Page:
**updated 8/10/2015, especially under heading D**
**update2 8/11, more, especially, in section D**
**updated 8/12, re-ordered sections (now goes from more micro and Jerrycentric to more macro (and less so)), also reworked some of section D, though not really many new words.**
American Federation of Musicians (AFM) Local No. 6 in San Francisco.
- San Francisco Sessions, 1967-1968
- San Francisco Sessions, 1969
- This
is the 1970 iteration, with bonus features. For this one, I include the
Garcia events. They are formatted in blue.
There is one GD entry, which is formatted orange. - San Francisco Sessions, 1971
- San Francisco Sessions, 1972
Garciaverse echoes, and (D) an analysis of what these contracts tell us about San Francisco Rock on film in 1970.
studio work:
- Materials
around the iconic Paul Kantner/Jefferson Starship Blows
Against the Empire (RCA LSP
4448 [SF 8163], November 1970) tip the possibility of Garcia working
on “Mau Mau” (July 17 and 22), not currently given at Deaddisc. This material may have ended up on the cutting room floor. They also us to date his credited contributions to “Starship” (July 15, August 10-11) (LIA corrected me on earlier error, saying this was previously uncredited.) - The
song “Old Man” pops up July 15 and August 10. I am assuming this
is Covington’s execrable “Whatever The Old Man Does (Is Always
Right)”, unreleased from the Jeffersons’ Bark (Grunt FTR 1001,
September 1971) sessions. - Brewer
& Shipley, Tarkio (Kama Sutra 2024, February 1971):
Deaddisc shows Garcia only on “Oh Mommy”. The session paperwork
also lists “50 States Of Freedom”, hard to know if Garcia played
on that one and/or if any material was used. There is one contract for two
sessions, so my hunch is that there was one session for each song, and
Jerry probably only attended one of the two. Who knows. The sessions were Friday,
August 21, 1970 at 5pm and 9pm. Work on the record picks up again in
October, but Garcia, still/again at Heider’s, makes no further appearances. - Lamb,
Cross Between (Warner Brothers WS 1920,
1971): Deaddisc says “Jerry Garcia plays on Flying (banjo),
Flotation (pedal steel) and Reach High (pedal steel)” and notes
“Garcia’s contribution to this LP is not documented on the LP cover.

Entries provided:
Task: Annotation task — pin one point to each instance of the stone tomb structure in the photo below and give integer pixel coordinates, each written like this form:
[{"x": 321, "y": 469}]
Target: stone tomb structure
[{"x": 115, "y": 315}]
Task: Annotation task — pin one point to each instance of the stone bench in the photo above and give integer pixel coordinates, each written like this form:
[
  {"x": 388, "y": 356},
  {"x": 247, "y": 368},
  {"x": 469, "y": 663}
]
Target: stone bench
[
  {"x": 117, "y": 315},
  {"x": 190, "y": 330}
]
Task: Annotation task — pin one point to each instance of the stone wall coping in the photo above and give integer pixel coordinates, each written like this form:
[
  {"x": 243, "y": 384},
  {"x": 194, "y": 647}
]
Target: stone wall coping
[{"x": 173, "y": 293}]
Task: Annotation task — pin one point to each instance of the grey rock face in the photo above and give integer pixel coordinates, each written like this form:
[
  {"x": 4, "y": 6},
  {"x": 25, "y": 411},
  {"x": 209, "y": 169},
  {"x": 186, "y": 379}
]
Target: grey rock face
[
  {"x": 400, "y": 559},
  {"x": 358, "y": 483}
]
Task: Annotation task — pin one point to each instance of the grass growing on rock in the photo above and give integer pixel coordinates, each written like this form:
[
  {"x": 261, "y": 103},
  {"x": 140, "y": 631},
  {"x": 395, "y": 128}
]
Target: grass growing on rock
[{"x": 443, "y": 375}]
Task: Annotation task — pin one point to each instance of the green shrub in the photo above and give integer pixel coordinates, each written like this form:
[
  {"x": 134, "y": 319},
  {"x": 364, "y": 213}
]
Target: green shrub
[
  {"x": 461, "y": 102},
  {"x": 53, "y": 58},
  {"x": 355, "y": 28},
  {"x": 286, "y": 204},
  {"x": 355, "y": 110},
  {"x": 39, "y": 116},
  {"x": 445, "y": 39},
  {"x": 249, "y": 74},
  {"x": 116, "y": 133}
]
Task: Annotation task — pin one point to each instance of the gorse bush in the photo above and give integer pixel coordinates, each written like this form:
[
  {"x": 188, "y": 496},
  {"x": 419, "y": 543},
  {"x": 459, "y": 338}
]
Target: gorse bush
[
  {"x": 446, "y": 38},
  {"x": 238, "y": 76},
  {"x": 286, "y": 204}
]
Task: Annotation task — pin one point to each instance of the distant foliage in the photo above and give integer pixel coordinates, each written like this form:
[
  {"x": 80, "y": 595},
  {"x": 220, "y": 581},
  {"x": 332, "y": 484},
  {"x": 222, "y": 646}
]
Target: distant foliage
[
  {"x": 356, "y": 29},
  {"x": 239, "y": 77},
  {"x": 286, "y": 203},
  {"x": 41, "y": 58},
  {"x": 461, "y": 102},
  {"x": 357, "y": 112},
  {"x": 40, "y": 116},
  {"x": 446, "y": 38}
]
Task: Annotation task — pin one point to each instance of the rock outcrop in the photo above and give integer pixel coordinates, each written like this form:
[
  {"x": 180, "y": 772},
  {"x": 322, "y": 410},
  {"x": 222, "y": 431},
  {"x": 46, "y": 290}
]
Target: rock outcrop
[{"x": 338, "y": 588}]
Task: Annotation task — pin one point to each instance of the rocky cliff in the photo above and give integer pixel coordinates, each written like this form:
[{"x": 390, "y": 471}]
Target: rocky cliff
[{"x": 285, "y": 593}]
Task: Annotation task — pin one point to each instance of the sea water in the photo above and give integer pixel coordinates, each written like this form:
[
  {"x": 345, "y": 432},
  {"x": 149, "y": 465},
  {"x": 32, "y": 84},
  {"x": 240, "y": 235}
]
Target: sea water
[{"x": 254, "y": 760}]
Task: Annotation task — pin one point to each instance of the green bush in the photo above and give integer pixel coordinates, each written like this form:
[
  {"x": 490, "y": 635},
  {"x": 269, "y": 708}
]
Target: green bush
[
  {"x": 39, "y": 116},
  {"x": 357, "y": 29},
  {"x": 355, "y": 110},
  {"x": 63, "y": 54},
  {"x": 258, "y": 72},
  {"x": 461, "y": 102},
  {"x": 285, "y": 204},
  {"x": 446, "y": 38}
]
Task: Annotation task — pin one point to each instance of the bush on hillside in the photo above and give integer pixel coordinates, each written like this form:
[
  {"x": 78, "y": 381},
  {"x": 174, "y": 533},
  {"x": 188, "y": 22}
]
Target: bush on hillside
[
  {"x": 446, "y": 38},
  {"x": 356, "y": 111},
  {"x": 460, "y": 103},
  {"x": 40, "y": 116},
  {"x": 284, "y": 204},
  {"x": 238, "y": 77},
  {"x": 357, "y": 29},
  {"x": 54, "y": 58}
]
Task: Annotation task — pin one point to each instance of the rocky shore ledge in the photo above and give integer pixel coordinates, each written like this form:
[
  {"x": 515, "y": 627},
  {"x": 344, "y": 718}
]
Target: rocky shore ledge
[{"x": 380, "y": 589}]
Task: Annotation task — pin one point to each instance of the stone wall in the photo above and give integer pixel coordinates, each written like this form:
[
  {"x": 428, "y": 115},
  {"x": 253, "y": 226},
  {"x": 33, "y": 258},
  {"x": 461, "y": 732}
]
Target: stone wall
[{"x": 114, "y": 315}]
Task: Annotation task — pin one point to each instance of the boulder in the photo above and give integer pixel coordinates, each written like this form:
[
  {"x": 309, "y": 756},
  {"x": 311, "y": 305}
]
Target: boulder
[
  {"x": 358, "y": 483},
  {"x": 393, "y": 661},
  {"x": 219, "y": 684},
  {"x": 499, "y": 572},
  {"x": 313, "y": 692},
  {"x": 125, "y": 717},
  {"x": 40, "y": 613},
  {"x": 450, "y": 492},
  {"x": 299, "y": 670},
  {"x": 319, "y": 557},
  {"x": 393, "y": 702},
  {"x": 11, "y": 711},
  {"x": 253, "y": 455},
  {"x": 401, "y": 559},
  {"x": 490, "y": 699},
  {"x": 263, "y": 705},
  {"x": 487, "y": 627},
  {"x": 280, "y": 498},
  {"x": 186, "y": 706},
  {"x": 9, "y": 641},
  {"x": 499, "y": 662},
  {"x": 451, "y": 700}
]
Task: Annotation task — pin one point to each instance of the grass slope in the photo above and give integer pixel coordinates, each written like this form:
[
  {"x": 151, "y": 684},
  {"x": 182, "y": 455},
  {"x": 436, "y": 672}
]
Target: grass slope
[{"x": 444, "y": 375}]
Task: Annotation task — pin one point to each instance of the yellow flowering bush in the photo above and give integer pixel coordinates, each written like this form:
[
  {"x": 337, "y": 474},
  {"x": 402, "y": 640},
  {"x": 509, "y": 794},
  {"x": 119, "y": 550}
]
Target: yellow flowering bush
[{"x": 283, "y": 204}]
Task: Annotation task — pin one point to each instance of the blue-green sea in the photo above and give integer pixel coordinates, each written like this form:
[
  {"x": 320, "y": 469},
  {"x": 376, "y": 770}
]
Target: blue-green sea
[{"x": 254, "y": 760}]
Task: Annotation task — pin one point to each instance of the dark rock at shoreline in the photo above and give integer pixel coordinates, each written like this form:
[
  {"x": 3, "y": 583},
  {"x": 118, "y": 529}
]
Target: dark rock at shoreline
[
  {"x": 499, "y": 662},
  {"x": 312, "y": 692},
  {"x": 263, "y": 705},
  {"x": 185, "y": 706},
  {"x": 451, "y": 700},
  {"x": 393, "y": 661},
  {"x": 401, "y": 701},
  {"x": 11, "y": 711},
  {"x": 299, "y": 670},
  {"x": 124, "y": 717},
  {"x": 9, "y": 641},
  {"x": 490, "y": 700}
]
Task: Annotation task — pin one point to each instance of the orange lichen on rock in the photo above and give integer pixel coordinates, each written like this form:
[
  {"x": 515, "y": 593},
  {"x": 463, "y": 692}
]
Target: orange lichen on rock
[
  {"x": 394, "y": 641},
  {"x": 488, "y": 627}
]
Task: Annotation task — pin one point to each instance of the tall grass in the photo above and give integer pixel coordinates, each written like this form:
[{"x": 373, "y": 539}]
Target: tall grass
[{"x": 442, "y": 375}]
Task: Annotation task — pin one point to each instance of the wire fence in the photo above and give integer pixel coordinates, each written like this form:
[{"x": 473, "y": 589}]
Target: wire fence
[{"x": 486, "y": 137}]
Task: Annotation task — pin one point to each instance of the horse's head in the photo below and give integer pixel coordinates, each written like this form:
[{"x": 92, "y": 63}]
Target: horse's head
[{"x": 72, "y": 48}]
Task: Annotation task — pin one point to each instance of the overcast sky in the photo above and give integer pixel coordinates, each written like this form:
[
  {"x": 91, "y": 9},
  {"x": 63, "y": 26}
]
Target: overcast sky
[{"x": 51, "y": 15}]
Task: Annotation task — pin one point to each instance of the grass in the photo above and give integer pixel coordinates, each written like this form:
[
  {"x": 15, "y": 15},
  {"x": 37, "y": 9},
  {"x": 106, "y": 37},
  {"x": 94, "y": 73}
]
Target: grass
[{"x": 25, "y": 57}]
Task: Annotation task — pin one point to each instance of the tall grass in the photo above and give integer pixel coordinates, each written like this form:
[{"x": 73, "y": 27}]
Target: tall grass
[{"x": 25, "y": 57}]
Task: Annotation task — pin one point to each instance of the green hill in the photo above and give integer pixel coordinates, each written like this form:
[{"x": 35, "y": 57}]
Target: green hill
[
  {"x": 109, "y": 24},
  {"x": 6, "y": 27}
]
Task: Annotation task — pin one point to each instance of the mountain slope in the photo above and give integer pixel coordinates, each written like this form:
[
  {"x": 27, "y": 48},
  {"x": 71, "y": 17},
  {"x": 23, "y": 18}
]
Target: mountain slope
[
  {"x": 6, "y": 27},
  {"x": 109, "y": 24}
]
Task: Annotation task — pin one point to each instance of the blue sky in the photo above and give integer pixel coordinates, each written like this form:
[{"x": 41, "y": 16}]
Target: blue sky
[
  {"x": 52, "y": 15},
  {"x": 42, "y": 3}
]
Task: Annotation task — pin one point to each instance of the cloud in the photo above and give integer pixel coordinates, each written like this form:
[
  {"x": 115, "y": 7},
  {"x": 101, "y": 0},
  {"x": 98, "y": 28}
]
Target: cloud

Stated task:
Copy the stretch from "- San Francisco Sessions, 1967-1968" through "film in 1970." word for word from the page about Jerry Garcia's San Francisco sessions. The records are separate material and are not connected to the page about Jerry Garcia's San Francisco sessions.

Expected answer:
- San Francisco Sessions, 1967-1968
- San Francisco Sessions, 1969
- This
is the 1970 iteration, with bonus features. For this one, I include the
Garcia events. They are formatted in blue.
There is one GD entry, which is formatted orange. - San Francisco Sessions, 1971
- San Francisco Sessions, 1972
Garciaverse echoes, and (D) an analysis of what these contracts tell us about San Francisco Rock on film in 1970.